_DOCUMENT SEGMENT_.

○ ○ ○

The Trump administration issued a new travel restriction on bringing large electronics in carry-on luggage on direct flights to the U.S. from 10 airports in eight Muslim-majority countries on Tuesday.
Devices such as laptops, DVD players, tablets and large gaming consoles will have to be kept in checked baggage, but smartphones and medical equipment will be allowed in carry-on bags.
Though the Department of Homeland Security cited no specific terrorist threats as reason for the restrictions on electronics, officals said in a press briefing that the ban relates to intelligence about potential attacks to airplanes headed to the U.S., according to multiple reports.
The airports affected are in Jordan, Egypt, Turkey, Saudi Arabia, Kuwait, Qatar, Morocco and the United Arab Emirates.
None of these countries are included in the second iteration of the travel ban that affects citizens of six Muslim-majority countries that was signed by Trump earlier this month.

○ ○ ○

_RECORDED INFORMATION_.
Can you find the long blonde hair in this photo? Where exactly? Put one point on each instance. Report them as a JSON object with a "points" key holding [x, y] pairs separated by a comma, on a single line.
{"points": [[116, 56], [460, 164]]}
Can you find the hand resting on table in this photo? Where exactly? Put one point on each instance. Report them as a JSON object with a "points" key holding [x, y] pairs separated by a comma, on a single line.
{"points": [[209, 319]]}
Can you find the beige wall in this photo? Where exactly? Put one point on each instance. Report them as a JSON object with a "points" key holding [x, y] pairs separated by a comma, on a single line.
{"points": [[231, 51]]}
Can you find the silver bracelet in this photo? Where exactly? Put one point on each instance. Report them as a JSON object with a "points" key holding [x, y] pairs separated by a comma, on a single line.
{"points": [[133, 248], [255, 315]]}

○ ○ ○

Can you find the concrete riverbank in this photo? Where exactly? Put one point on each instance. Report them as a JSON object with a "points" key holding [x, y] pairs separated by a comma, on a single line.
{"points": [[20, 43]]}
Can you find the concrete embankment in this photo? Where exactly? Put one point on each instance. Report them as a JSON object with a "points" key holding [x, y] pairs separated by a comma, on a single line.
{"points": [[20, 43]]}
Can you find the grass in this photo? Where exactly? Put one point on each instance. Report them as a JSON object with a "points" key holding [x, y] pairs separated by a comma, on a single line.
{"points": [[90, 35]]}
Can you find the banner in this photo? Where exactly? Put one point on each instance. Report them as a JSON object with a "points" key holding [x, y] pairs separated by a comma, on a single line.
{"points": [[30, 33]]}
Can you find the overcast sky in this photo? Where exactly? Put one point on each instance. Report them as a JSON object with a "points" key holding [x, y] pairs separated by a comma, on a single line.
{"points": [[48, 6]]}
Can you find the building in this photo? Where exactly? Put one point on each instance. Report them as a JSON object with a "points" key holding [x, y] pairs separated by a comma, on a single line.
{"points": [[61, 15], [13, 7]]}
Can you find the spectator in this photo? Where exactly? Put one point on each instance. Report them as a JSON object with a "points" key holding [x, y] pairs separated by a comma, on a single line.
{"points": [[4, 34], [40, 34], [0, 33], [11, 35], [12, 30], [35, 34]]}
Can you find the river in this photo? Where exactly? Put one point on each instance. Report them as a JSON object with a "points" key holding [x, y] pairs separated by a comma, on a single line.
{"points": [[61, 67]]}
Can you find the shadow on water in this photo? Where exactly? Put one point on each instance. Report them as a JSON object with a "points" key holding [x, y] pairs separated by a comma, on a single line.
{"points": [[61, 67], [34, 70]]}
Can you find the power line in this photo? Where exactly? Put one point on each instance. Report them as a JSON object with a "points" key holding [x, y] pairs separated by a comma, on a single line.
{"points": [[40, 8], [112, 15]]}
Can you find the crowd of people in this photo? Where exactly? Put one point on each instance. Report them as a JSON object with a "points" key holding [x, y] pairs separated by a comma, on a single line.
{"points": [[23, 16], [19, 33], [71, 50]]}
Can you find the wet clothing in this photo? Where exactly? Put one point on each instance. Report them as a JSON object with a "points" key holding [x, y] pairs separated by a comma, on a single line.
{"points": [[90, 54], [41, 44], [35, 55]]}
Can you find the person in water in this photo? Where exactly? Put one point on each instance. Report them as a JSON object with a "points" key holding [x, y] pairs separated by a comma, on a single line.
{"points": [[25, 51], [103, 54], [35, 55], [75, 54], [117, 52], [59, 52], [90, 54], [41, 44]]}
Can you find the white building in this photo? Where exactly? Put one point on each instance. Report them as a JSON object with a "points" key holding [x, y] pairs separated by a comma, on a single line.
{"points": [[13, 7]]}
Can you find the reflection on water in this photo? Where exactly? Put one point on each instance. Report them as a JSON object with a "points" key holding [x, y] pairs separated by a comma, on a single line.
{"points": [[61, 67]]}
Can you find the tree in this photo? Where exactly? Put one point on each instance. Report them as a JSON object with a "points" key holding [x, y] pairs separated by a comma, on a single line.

○ ○ ○

_REQUIREMENT A_. According to the article on the electronics restriction, which items may still be carried in carry-on bags?
_REQUIREMENT B_. Update the article on the electronics restriction between "Though the Department" and "to multiple reports.", inclusive, by replacing "Department of Homeland Security" with "Transportation Security Administration".
_REQUIREMENT C_. Write what follows the final sentence of the article on the electronics restriction.
The entries are not needed for this work.

_YOUR RESPONSE A_. Smartphones and medical equipment.

_YOUR RESPONSE B_.
Though the Transportation Security Administration cited no specific terrorist threats as reason for the restrictions on electronics, officals said in a press briefing that the ban relates to intelligence about potential attacks to airplanes headed to the U.S., according to multiple reports.

_YOUR RESPONSE C_.
The electronics ban is for direct flights to the United States from these locations and does not apply to flights leaving the U.S.
The new directive was communicated to airlines via a memo that was circulated on Monday, according to the Guardian.
Airlines have 96 hours to comply with the electronics ban.
The Department of Homeland Security said in a statement shared with the BBC that it is concerned about the targeting of commercial aviation by terrorists, citing an attempt to bring down an airplane with a bomb built onto a laptop in Somalia in 2016 and the attacks against airports in Brussels and Istanbul.